▶ [Extrait choisi]
##########
Mme [H] [T] [S] et M. [J] [O] sont intervenus à la procédure.

* * *

Antérieurement, la SCEA COSMEFLORE avait diligenté une procédure devant le juge des référés du tribunal judiciaire d'Avignon à l'encontre de la SCEA Cosmeflore et de la SAS Tarcos, et obtenu, par ordonnance du 30 avril 2018, une mesure d'expertise judiciaire sur la gestion globale comptable et financière de la SCEA Cosmeflore ainsi que la désignation de Mme [X] [D] pour y procéder.

Le rapport d'expertise judiciaire de Mme [X] [D] a été rendu le 21 mars 2019.

* * *

Le 22 juillet 2019, la SELARL de Saint Rapt & Bertholet, administrateur provisoire de la société Cosmeflore, a déposé plainte auprès du procureur de la République d'Avignon à l'encontre de la SAS Tarcos et de M. et Mme [Z].

* * *

Par conclusions d'incidents du 21 décembre 2022, la SAS TARCOS et les époux [Z] ont saisi le juge de la mise en état du tribunal pour voir ordonner le sursis à statuer de l'instance civile pendante dans l'attente de l'issue d'une procédure pénale actuellement en cours.

Le juge de la mise en état du tribunal judiciaire d'Avignon, par ordonnance du 17 juillet 2023, a statué comme suit :

- Rejetons la demande de sursis à statuer,

- Condamnons la SAS Tarcos, [U] [B] épouse [Z] et [Y] [Z] aux dépens d'incidents,

- Renvoyons l'affaire à l'audience de mise en état du 5 septembre 2023 à 09h30,

- Rappelons que la présente ordonnance bénéficie de l'exécution provisoire.

Par acte du 1er septembre 2023, M. et Mme [Z] et la SAS Tarcos ont interjeté appel de cette décision.

Un changement de chambre pour connaître de l'affaire est intervenu le 20 septembre 2023.

La SA PARFUMS CHRISTIAN DIOR a constitué avocat mais n'a pas conclu.
##########
▶ [Travail demandé]
1. Reformulez plus brièvement le paragraphe de l'extrait de décision de justice qui commence par « Par conclusions d'incidents du 21 décembre 2022 », en gardant ses faits principaux.
2. D'après l'extrait de décision de justice, à quelle date le rapport d'expertise judiciaire de Mme [X] [D] a-t-il été rendu ?
3. Rédigez la suite de l'extrait de décision de justice en partant de sa dernière phrase.
##########
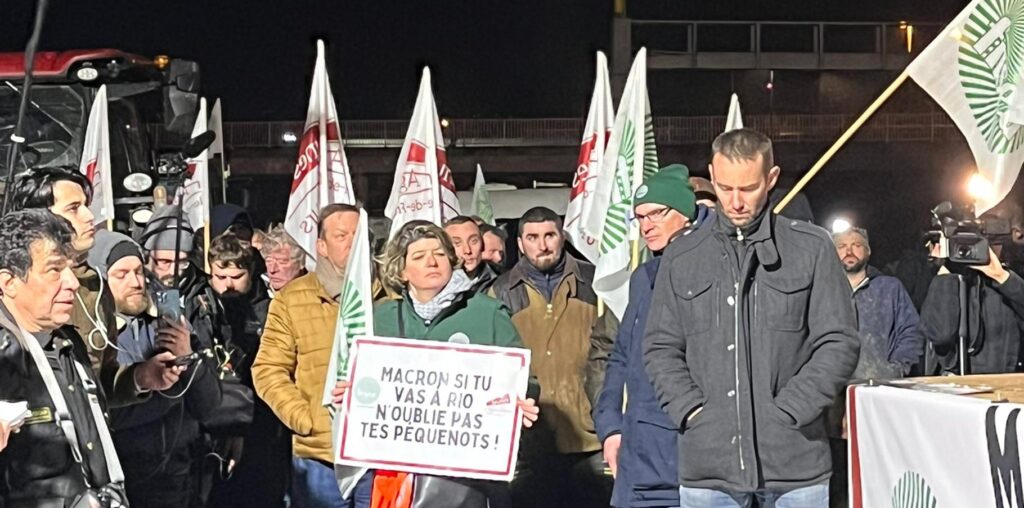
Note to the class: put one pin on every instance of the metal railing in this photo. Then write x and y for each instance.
(895, 127)
(710, 44)
(567, 131)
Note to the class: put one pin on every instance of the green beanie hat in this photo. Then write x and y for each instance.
(670, 186)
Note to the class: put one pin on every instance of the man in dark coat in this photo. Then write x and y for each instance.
(62, 455)
(640, 446)
(751, 336)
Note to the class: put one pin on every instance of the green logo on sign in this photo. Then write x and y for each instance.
(368, 390)
(912, 492)
(991, 51)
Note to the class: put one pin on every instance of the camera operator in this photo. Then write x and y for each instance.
(994, 304)
(160, 440)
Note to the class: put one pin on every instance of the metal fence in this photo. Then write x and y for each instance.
(567, 131)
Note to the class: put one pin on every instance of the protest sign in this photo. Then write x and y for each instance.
(435, 408)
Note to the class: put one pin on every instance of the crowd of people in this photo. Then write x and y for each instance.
(159, 375)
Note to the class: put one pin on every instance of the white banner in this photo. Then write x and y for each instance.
(912, 449)
(433, 408)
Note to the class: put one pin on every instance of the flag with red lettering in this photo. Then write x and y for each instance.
(314, 184)
(195, 195)
(423, 185)
(96, 159)
(595, 139)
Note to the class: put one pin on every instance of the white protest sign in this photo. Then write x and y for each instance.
(433, 408)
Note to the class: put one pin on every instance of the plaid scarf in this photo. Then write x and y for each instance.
(459, 283)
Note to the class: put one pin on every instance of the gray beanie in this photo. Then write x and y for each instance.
(161, 233)
(109, 248)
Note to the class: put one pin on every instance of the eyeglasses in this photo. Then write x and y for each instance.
(655, 217)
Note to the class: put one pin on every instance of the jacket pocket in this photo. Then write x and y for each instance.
(697, 298)
(781, 303)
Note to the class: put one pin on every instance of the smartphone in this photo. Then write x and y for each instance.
(184, 360)
(169, 304)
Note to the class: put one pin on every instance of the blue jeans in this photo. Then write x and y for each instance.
(808, 497)
(313, 485)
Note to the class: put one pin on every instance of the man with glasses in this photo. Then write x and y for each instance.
(640, 446)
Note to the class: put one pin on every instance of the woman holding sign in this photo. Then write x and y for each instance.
(438, 303)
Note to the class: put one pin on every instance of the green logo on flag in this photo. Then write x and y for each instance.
(991, 51)
(912, 492)
(616, 223)
(353, 318)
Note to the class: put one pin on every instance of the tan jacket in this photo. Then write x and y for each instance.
(291, 365)
(558, 335)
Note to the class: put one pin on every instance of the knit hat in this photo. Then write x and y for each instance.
(161, 233)
(669, 186)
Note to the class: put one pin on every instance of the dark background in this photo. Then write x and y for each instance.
(522, 58)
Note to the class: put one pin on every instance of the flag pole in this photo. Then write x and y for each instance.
(843, 139)
(206, 246)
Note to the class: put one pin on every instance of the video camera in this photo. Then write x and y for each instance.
(963, 237)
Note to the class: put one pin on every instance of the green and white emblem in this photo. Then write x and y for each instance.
(991, 53)
(912, 492)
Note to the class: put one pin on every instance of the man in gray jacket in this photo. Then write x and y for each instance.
(751, 336)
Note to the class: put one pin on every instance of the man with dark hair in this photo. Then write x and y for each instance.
(262, 451)
(751, 336)
(468, 243)
(554, 308)
(67, 193)
(64, 455)
(291, 365)
(494, 246)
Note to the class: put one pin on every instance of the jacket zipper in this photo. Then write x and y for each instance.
(735, 355)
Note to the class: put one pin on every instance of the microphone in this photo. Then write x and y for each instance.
(196, 145)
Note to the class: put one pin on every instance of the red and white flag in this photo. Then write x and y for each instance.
(195, 195)
(96, 160)
(423, 185)
(314, 184)
(595, 139)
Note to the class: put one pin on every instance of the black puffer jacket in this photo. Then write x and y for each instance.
(37, 468)
(757, 328)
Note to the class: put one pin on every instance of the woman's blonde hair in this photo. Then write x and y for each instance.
(391, 262)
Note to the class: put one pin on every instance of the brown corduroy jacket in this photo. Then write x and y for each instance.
(291, 365)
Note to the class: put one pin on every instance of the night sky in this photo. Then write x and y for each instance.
(513, 58)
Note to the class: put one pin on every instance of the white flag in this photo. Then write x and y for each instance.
(630, 157)
(973, 71)
(423, 185)
(96, 159)
(355, 318)
(355, 314)
(217, 149)
(595, 139)
(734, 120)
(481, 199)
(314, 184)
(195, 195)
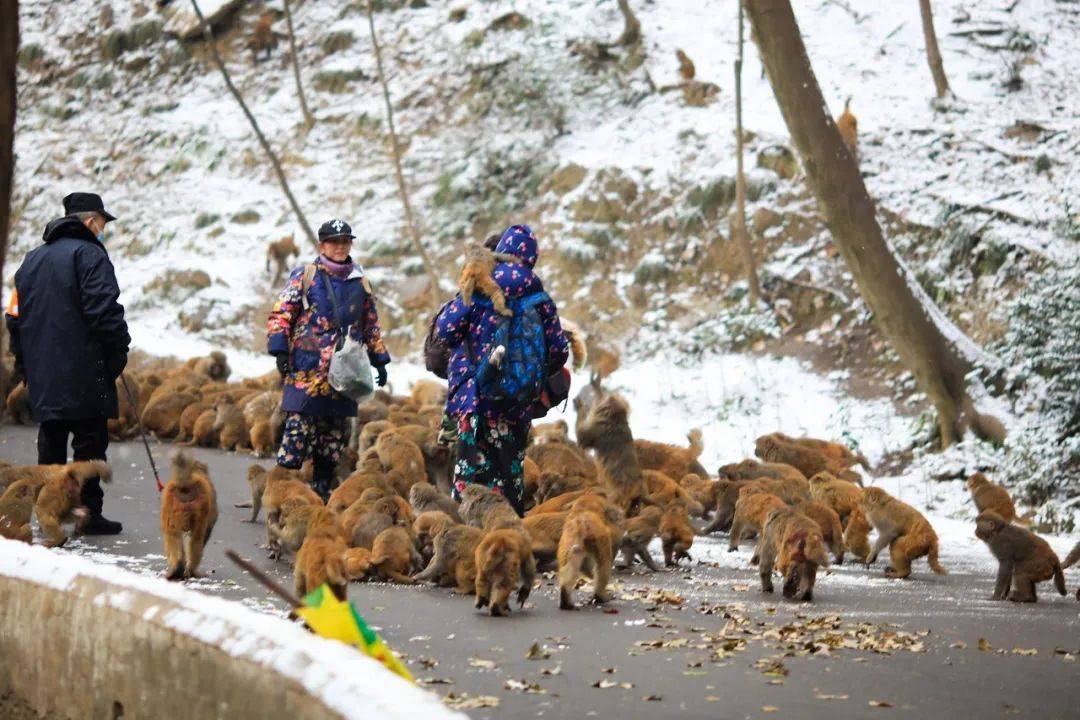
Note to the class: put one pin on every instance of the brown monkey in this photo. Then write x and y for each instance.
(188, 514)
(358, 562)
(752, 508)
(676, 533)
(394, 556)
(361, 524)
(835, 451)
(826, 518)
(848, 125)
(454, 561)
(841, 496)
(503, 559)
(907, 533)
(544, 531)
(426, 527)
(586, 545)
(606, 430)
(663, 490)
(1072, 557)
(483, 507)
(280, 250)
(283, 485)
(993, 497)
(753, 470)
(672, 460)
(397, 452)
(162, 413)
(257, 485)
(640, 530)
(686, 69)
(856, 535)
(423, 497)
(703, 491)
(262, 39)
(59, 497)
(1024, 558)
(230, 426)
(16, 506)
(476, 276)
(792, 543)
(321, 558)
(18, 405)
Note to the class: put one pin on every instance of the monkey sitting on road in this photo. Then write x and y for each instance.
(904, 529)
(188, 514)
(16, 506)
(1024, 558)
(476, 276)
(989, 496)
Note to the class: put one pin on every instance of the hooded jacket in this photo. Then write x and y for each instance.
(68, 331)
(308, 333)
(478, 323)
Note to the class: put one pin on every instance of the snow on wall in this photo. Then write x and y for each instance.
(349, 683)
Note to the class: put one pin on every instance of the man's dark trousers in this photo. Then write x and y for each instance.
(90, 440)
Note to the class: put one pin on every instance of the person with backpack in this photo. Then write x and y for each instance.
(324, 306)
(498, 367)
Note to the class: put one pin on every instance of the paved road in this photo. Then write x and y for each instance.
(713, 648)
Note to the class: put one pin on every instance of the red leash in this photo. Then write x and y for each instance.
(131, 398)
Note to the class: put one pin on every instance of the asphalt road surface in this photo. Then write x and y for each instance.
(698, 642)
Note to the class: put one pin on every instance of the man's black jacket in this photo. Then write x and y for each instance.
(68, 334)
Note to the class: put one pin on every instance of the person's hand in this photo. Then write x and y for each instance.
(282, 360)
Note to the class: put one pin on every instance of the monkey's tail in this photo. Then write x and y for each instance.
(932, 558)
(1071, 558)
(697, 444)
(1060, 580)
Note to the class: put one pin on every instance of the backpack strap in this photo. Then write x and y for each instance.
(309, 276)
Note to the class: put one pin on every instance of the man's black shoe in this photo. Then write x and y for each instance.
(96, 525)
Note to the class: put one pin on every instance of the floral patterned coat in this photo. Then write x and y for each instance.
(457, 322)
(309, 336)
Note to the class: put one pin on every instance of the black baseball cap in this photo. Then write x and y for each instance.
(333, 229)
(85, 202)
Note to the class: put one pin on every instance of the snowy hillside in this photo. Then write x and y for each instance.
(512, 118)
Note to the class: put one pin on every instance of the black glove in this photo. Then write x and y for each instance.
(116, 364)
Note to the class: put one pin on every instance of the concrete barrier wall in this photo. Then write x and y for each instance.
(86, 641)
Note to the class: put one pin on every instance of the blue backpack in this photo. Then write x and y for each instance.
(518, 379)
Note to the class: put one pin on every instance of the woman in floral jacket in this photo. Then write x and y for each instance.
(491, 437)
(302, 331)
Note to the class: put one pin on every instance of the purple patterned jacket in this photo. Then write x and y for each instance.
(478, 324)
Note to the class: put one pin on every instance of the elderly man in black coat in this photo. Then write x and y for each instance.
(70, 341)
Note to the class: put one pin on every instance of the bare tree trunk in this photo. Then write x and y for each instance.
(309, 121)
(632, 29)
(395, 155)
(9, 60)
(929, 344)
(255, 126)
(739, 227)
(933, 54)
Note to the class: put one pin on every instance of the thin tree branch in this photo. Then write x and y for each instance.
(208, 35)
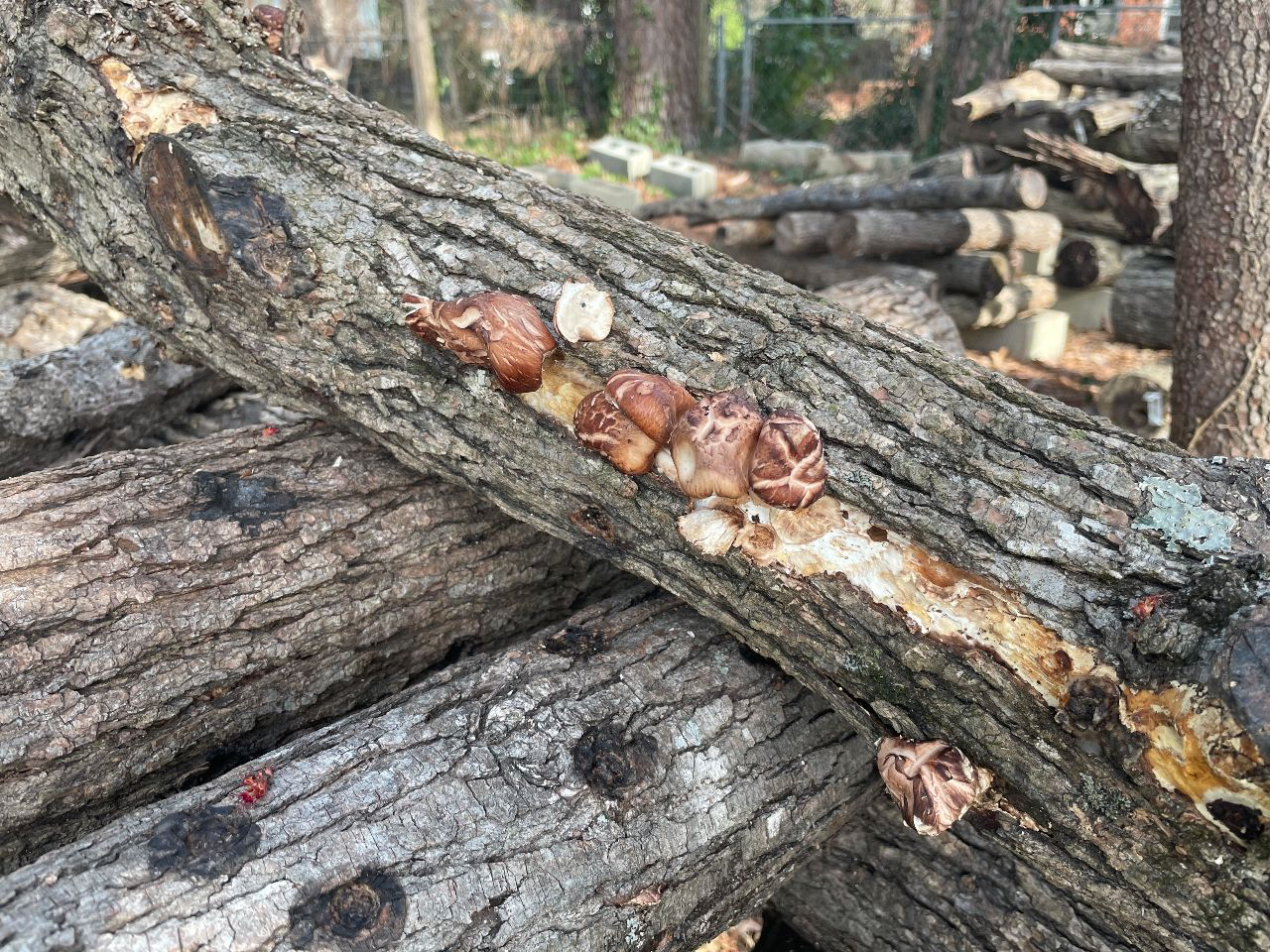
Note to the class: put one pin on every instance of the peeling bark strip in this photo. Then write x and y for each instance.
(988, 509)
(642, 796)
(171, 611)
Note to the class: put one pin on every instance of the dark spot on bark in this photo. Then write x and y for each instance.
(611, 762)
(574, 642)
(257, 225)
(593, 522)
(177, 200)
(1091, 702)
(211, 841)
(1243, 821)
(249, 500)
(365, 912)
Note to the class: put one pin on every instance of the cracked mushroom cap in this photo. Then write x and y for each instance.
(933, 782)
(788, 467)
(601, 425)
(654, 404)
(712, 443)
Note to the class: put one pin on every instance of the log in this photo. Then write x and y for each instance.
(1088, 261)
(898, 304)
(976, 273)
(624, 780)
(37, 318)
(1132, 75)
(1030, 85)
(880, 888)
(874, 234)
(1028, 293)
(198, 604)
(746, 232)
(822, 271)
(1138, 399)
(804, 232)
(107, 393)
(1008, 535)
(1142, 302)
(1021, 188)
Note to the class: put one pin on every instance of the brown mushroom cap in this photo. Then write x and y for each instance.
(933, 782)
(654, 404)
(788, 467)
(599, 425)
(712, 443)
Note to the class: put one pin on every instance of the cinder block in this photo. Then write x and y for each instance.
(784, 155)
(1037, 335)
(619, 157)
(608, 191)
(684, 177)
(1089, 308)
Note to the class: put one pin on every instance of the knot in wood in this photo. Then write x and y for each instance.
(211, 841)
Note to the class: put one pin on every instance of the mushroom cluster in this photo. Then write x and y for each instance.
(719, 445)
(933, 782)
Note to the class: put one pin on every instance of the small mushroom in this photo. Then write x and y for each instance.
(602, 426)
(933, 782)
(495, 330)
(788, 467)
(583, 312)
(712, 444)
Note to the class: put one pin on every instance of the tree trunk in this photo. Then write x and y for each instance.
(992, 540)
(199, 603)
(879, 234)
(1222, 399)
(625, 780)
(109, 391)
(1087, 261)
(1143, 302)
(1023, 188)
(658, 64)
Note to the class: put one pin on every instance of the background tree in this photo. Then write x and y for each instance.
(1222, 390)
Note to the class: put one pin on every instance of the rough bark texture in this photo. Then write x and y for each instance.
(1143, 308)
(1223, 252)
(880, 888)
(993, 542)
(107, 393)
(169, 611)
(1023, 188)
(627, 780)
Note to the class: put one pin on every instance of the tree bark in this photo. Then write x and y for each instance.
(626, 780)
(1143, 308)
(874, 234)
(109, 391)
(658, 64)
(1222, 399)
(197, 604)
(1008, 535)
(1023, 188)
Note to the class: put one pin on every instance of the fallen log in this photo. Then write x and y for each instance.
(1028, 293)
(804, 232)
(39, 318)
(991, 542)
(624, 780)
(1030, 85)
(874, 234)
(169, 613)
(107, 393)
(1088, 261)
(879, 887)
(1130, 75)
(898, 304)
(1143, 308)
(1021, 188)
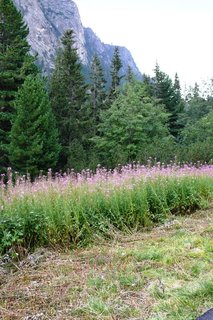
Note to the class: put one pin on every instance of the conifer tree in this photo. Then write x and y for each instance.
(97, 92)
(68, 96)
(129, 75)
(169, 95)
(116, 66)
(34, 138)
(14, 64)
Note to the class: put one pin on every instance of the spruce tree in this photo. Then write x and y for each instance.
(68, 96)
(97, 92)
(116, 76)
(169, 95)
(129, 75)
(34, 138)
(14, 64)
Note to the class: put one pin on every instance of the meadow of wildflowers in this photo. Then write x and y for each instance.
(69, 209)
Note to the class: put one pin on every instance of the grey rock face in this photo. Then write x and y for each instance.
(48, 19)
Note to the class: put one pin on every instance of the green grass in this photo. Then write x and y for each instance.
(163, 274)
(52, 215)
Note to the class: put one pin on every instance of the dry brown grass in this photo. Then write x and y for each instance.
(131, 277)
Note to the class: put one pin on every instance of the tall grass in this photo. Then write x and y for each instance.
(71, 209)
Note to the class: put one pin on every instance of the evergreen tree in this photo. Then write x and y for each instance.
(97, 92)
(129, 75)
(34, 137)
(133, 128)
(14, 64)
(170, 96)
(116, 77)
(68, 96)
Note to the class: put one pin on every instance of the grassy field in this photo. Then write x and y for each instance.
(162, 274)
(68, 210)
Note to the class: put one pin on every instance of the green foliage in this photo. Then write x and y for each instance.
(68, 95)
(34, 138)
(197, 140)
(97, 93)
(132, 128)
(15, 63)
(170, 96)
(72, 215)
(116, 77)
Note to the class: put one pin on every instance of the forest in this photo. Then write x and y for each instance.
(63, 121)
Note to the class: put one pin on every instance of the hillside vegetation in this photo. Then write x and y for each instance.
(163, 274)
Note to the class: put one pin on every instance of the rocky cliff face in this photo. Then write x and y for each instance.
(48, 19)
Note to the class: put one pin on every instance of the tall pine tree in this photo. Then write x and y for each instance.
(170, 96)
(14, 64)
(97, 92)
(34, 137)
(116, 76)
(68, 96)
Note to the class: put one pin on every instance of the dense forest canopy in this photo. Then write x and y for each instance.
##########
▶ [Réponses attendues]
1. Le 21 décembre 2022, la SAS Tarcos et les époux [Z] ont demandé au juge de la mise en état, par conclusions d'incidents, de surseoir à statuer sur l'instance civile jusqu'à l'issue de la procédure pénale en cours.

2. Le 21 mars 2019.

3.
La SCEA Cosmeflore, prise en la personne de la SELARL De Saint Rapt et Bertholet, ès qualités d'administrateur provisoire, à laquelle la déclaration d'appel et les conclusions d'appel ont été signifiées le 30 octobre 2023, et le 11 janvier 2024, à personne habilitée ainsi que les conclusions de Mme [T] [S] et de M. [O] et l'avis de fixation avec assignation, le 7 décembre 2023, à personne habilitée, n'a pas constitué avocat.

L'affaire a été fixée à bref délai à l'audience du 16 janvier 2024 à 8h45 par application des dispositions de l'article 905 du code de procédure civile et mise en délibéré par mise à disposition au greffe de la décision le 7 mars 2024.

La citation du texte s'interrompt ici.